Task objective - Nothing but a number should be given: the count of lines in the listing that include "floodwater".
- - -
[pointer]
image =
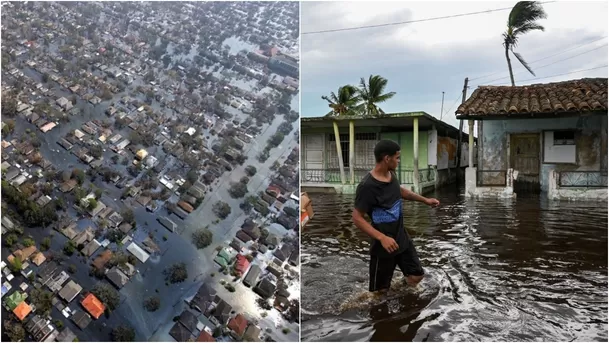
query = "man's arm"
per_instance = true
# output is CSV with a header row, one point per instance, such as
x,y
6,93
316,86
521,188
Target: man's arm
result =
x,y
412,196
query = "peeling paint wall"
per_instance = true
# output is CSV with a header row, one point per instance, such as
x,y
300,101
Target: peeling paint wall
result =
x,y
591,153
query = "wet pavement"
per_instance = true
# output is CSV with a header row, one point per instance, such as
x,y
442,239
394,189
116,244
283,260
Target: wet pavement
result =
x,y
497,270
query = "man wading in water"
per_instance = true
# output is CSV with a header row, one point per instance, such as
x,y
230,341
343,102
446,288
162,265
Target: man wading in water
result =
x,y
379,195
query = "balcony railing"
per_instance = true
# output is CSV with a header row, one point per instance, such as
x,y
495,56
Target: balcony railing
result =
x,y
491,178
584,179
333,175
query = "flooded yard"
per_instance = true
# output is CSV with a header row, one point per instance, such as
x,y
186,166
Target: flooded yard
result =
x,y
497,270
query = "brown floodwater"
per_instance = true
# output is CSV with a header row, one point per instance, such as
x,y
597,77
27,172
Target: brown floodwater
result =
x,y
527,269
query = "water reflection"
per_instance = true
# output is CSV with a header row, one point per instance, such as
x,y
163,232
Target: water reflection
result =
x,y
500,270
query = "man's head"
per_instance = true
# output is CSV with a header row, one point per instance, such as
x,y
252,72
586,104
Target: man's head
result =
x,y
387,154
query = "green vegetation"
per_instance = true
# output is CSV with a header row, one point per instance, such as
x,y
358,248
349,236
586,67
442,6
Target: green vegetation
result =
x,y
176,273
221,209
10,240
152,304
69,248
28,242
46,244
30,211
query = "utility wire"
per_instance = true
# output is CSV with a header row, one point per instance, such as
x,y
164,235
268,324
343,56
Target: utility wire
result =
x,y
547,77
453,105
544,58
549,64
412,21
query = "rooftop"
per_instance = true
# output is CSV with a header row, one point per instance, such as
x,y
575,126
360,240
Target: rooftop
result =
x,y
93,305
550,99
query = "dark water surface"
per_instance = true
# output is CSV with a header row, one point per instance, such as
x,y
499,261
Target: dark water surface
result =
x,y
497,270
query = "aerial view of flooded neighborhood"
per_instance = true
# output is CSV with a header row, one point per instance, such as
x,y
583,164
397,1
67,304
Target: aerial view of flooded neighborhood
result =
x,y
150,169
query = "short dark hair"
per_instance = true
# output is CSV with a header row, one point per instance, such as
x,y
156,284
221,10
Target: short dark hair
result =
x,y
385,148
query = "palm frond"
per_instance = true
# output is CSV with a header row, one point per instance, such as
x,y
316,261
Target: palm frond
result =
x,y
523,62
525,12
532,26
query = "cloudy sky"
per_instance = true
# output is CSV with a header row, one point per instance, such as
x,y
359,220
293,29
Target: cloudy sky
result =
x,y
422,60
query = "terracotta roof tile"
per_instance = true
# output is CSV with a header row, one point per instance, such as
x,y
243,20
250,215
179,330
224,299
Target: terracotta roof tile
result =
x,y
93,306
575,96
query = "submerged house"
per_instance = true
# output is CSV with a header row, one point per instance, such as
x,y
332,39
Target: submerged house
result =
x,y
428,155
549,138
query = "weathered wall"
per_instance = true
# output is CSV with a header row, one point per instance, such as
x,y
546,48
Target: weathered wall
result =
x,y
494,151
406,141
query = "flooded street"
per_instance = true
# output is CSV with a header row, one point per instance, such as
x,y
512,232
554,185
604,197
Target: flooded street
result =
x,y
497,270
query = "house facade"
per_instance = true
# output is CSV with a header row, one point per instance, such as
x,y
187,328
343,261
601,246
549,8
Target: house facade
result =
x,y
544,138
428,155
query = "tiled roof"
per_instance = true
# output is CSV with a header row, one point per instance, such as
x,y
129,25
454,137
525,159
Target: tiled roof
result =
x,y
22,310
567,97
93,306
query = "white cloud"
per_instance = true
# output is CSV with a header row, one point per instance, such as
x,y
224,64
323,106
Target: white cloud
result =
x,y
421,60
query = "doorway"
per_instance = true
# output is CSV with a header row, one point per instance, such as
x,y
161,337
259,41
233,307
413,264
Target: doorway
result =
x,y
524,158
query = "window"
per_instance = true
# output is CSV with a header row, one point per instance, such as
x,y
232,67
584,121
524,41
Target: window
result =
x,y
344,144
564,137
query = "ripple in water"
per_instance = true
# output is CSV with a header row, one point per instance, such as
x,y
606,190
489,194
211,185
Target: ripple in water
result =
x,y
497,270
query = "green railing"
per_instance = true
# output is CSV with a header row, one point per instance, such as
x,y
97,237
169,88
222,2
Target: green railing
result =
x,y
333,175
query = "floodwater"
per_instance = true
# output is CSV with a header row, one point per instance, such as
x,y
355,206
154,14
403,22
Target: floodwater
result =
x,y
497,270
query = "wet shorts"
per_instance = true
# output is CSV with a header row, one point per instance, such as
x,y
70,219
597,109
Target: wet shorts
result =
x,y
381,268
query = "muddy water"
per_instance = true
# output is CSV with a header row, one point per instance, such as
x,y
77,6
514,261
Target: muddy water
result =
x,y
497,270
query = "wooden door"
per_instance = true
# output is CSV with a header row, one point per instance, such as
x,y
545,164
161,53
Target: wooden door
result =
x,y
524,158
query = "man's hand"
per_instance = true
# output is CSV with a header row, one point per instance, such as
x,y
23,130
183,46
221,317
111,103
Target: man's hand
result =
x,y
432,202
389,244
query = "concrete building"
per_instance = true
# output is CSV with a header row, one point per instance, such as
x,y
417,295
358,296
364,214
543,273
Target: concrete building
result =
x,y
428,155
549,138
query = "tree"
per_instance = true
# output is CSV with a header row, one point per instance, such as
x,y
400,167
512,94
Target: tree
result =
x,y
96,151
46,244
14,331
16,264
92,204
69,248
128,215
28,242
10,240
221,209
176,273
202,238
522,19
42,299
250,170
372,93
107,294
79,175
152,304
237,190
123,333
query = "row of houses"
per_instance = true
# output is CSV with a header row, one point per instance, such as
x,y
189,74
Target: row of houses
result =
x,y
549,138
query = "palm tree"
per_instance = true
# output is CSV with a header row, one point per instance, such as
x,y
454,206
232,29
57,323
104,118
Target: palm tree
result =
x,y
523,19
372,93
344,104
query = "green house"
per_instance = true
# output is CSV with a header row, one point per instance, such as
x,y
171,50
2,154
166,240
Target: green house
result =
x,y
428,155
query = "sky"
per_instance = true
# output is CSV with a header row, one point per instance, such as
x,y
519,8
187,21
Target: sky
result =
x,y
422,60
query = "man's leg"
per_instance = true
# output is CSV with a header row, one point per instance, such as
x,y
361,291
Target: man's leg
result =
- - -
Your response - 4